Change every "point out" in the items below to "mark" and leave everything else as it is.

Records to use:

# # # # # # #

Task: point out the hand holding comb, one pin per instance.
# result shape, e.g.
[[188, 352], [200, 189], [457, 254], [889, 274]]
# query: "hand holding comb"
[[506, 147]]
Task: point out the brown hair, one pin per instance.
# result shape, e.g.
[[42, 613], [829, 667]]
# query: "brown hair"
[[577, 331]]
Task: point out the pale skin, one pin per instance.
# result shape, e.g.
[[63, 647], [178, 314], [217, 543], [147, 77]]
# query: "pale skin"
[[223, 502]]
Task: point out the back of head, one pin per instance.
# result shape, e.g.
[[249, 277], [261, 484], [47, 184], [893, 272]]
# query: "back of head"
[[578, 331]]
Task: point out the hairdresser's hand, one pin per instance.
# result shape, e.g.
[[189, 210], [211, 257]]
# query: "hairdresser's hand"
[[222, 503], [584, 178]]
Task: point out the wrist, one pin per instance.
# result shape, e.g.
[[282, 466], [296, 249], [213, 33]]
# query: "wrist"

# # # # # # #

Exercise solution:
Task: mark the hand holding comb, one pin per instance.
# result shape, e.g.
[[188, 352], [200, 189], [457, 254], [889, 274]]
# query: "hand holding comb"
[[506, 147]]
Task: mark the brown hair, one pin per instance.
# result shape, e.g.
[[42, 613], [829, 667]]
# query: "brown hair"
[[577, 331]]
Task: mark the pale skin, one pin per instance.
# result shape, e.g.
[[63, 647], [178, 314], [217, 543], [147, 77]]
# query: "pale skin"
[[223, 502]]
Task: mark the back of head, one pin per instance.
# result shape, e.g.
[[249, 277], [261, 484], [47, 184], [893, 272]]
# query: "back of head"
[[578, 331]]
Task: mark the hairdresser's hand, one pin per instance.
# result shape, e.g.
[[189, 210], [211, 257]]
# query: "hairdresser's hand"
[[222, 503], [584, 178]]
Task: mark the wrist, one pin per instance.
# result shape, e.g.
[[282, 466], [296, 249], [213, 33]]
# query: "wrist"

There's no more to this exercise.